>> Begin Material to process

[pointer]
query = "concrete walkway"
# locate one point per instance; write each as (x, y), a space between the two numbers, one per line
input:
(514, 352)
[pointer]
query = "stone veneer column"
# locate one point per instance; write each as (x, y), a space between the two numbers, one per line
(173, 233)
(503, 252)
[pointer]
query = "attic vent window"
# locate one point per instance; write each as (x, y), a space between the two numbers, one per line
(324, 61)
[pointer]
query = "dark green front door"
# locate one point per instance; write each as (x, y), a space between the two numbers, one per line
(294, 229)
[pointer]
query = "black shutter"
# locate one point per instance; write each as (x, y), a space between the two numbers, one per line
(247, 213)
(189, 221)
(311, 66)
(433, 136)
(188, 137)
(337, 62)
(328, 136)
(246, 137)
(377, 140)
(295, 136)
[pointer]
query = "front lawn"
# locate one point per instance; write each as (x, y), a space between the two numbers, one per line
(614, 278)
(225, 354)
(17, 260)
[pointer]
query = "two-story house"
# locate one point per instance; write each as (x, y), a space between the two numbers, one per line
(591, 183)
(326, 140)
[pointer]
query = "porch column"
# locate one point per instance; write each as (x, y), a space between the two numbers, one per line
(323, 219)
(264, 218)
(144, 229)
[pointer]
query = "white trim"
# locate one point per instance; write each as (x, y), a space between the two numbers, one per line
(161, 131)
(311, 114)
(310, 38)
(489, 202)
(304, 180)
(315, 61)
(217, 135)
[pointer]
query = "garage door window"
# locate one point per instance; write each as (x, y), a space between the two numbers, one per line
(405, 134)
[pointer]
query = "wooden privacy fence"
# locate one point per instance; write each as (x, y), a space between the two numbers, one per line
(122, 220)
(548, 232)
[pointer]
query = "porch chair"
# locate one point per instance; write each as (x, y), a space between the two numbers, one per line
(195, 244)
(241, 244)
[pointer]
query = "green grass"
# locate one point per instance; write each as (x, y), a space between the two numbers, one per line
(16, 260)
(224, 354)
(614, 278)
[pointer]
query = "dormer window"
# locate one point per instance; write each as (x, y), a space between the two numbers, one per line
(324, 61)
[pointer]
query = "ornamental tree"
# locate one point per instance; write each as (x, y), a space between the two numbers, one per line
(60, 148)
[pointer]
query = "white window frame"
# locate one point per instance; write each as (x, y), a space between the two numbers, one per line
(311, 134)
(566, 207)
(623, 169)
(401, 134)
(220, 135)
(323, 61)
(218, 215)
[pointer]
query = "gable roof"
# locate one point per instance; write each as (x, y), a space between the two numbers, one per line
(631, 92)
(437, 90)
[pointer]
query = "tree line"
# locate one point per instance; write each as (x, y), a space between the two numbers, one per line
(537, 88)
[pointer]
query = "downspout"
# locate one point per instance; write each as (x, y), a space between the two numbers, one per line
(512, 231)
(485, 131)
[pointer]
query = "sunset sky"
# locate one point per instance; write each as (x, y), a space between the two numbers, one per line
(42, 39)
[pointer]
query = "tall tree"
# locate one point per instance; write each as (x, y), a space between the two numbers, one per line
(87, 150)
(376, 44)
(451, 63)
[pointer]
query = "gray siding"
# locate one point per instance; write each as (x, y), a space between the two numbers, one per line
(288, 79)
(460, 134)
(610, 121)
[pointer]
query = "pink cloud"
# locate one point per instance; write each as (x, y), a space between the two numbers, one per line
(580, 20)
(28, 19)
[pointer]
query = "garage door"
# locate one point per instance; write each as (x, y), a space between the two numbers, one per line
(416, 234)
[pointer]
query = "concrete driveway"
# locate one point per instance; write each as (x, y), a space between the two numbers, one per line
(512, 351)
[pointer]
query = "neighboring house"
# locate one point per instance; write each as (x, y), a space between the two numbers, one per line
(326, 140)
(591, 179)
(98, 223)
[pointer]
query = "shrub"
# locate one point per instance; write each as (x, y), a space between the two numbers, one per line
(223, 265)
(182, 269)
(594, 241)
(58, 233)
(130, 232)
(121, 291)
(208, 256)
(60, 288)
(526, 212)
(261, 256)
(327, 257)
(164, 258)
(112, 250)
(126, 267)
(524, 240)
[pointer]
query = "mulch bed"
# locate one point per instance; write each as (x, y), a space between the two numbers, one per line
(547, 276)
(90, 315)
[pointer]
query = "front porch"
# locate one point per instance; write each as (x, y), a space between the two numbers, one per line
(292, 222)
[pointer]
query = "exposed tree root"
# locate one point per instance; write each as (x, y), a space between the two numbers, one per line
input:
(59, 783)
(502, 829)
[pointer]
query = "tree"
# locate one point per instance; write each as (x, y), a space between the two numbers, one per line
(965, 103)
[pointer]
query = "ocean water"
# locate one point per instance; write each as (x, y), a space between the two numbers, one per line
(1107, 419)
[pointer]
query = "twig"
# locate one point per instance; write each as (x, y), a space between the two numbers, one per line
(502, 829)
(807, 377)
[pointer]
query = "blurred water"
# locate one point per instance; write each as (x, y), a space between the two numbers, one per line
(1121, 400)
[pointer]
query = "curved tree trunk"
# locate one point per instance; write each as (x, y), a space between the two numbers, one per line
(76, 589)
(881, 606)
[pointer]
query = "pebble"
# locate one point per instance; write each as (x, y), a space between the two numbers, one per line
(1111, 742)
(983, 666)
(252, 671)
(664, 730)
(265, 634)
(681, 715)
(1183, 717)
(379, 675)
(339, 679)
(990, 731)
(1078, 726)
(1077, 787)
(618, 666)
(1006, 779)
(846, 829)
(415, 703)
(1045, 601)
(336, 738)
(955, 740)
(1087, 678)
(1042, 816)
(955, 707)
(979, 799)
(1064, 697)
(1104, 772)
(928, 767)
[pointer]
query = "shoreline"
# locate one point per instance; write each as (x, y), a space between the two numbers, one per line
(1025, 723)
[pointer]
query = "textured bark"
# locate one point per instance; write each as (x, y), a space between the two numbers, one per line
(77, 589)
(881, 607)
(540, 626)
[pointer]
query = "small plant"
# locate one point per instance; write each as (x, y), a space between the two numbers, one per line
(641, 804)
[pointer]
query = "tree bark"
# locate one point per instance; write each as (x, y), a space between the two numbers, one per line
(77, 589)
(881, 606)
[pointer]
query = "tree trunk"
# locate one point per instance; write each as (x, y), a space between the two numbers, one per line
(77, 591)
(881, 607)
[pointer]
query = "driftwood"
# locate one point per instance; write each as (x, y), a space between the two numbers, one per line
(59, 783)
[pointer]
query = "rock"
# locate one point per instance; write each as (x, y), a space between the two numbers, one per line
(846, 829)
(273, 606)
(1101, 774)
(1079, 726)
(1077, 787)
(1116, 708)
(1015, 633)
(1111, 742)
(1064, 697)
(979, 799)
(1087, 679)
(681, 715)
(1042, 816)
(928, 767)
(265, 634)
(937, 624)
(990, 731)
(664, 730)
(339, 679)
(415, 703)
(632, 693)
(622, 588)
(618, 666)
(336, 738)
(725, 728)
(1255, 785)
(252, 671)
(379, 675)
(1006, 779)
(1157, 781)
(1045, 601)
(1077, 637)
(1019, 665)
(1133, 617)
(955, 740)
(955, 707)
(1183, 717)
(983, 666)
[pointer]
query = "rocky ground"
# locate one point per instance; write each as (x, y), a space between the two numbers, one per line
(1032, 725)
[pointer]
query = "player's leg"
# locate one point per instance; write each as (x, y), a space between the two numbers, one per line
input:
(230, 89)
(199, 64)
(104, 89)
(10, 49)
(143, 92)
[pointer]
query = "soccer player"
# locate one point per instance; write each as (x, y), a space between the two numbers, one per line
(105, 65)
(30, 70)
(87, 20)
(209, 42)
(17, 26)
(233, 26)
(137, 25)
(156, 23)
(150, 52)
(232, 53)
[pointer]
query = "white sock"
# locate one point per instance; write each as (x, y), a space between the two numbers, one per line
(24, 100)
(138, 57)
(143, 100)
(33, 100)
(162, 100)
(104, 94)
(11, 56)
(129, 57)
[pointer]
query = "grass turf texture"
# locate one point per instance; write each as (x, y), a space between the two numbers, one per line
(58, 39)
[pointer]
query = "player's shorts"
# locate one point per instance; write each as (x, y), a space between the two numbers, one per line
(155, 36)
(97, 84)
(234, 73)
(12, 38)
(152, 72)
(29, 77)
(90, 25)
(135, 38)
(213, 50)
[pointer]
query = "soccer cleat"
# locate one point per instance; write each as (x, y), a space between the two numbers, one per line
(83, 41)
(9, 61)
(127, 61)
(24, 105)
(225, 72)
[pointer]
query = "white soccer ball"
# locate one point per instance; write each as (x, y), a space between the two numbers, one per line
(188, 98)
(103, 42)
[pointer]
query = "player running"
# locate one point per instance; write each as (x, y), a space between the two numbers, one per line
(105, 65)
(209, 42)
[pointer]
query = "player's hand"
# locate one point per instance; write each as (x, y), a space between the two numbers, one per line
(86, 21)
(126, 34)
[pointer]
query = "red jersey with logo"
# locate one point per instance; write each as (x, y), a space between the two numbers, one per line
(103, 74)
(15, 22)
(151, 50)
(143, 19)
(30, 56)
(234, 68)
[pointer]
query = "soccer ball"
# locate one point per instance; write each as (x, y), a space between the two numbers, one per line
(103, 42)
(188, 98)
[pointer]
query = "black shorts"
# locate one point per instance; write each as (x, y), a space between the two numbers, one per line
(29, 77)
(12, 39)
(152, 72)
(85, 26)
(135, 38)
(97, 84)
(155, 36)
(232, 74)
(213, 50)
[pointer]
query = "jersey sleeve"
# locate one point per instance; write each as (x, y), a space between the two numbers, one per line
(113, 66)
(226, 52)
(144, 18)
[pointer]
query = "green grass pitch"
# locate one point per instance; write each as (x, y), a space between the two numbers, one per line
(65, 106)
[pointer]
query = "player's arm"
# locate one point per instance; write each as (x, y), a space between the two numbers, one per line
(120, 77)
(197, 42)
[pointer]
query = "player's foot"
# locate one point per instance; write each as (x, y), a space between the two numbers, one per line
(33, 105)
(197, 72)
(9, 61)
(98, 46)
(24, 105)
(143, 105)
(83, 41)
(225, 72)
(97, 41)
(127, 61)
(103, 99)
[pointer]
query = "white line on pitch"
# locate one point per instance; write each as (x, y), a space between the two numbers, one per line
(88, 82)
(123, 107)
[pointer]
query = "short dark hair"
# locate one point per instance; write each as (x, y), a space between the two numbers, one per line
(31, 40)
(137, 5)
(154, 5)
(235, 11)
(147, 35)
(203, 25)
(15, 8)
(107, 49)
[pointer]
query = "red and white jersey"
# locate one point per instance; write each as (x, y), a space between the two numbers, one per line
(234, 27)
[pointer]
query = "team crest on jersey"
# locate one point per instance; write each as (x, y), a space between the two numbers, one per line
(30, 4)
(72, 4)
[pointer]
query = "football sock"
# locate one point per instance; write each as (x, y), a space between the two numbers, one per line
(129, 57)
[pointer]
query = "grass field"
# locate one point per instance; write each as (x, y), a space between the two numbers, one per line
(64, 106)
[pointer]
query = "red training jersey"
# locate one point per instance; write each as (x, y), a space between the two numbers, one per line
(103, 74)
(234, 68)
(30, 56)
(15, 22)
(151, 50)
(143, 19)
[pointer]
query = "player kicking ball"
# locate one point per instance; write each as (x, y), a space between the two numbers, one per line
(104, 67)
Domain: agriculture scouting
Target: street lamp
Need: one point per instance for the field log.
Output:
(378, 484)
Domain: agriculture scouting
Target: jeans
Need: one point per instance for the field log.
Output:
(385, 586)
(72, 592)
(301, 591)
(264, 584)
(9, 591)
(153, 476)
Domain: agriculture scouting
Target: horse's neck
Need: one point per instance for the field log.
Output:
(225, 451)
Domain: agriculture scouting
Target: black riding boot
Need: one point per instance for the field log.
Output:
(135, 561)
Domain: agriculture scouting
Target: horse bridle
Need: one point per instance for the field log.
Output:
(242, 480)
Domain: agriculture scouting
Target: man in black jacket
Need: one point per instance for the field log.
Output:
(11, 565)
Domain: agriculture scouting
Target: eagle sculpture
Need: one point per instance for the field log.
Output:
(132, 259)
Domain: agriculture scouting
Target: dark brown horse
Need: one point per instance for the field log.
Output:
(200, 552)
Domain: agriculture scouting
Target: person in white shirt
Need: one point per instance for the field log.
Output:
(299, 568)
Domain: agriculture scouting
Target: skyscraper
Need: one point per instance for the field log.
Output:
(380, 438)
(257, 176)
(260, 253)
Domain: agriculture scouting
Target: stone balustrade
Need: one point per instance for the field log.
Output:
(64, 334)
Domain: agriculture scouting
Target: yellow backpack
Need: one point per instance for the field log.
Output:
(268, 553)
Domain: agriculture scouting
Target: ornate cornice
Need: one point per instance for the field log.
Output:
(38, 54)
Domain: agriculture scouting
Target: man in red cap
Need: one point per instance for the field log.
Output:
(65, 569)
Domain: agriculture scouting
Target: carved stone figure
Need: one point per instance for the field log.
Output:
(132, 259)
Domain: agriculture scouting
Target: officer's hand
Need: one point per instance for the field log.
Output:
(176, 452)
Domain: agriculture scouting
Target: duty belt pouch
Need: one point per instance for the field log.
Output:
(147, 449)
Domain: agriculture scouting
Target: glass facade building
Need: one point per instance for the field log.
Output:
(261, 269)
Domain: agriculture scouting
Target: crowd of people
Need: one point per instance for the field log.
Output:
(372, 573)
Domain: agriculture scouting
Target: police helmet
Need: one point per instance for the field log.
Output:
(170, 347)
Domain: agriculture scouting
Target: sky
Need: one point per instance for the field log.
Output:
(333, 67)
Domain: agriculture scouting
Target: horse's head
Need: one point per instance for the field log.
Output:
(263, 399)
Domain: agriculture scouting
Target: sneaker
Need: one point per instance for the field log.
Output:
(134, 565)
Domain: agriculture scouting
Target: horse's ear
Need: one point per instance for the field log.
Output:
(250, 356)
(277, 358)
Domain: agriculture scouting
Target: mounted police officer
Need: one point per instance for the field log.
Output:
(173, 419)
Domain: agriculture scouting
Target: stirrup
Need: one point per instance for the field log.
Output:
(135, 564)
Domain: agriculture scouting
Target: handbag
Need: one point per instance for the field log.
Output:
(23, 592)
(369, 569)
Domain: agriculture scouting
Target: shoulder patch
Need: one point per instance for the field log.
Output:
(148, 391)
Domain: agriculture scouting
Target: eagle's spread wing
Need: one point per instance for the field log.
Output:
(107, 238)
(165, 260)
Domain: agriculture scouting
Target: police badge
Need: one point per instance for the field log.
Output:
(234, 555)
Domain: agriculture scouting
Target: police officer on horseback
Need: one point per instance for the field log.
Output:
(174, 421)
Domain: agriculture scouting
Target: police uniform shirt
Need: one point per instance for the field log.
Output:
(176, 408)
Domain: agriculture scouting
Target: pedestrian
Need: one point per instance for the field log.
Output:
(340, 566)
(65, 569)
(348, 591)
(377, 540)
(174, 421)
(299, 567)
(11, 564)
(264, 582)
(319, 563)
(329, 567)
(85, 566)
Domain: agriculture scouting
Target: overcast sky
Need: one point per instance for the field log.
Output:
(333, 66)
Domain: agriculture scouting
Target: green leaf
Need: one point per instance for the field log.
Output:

>> End Material to process

_Objective_.
Which lines of the records above contain the word "column"? Return each of them in full, and count a line only if the capitalization matches.

_Expected output_.
query = "stone veneer column"
query = "porch column"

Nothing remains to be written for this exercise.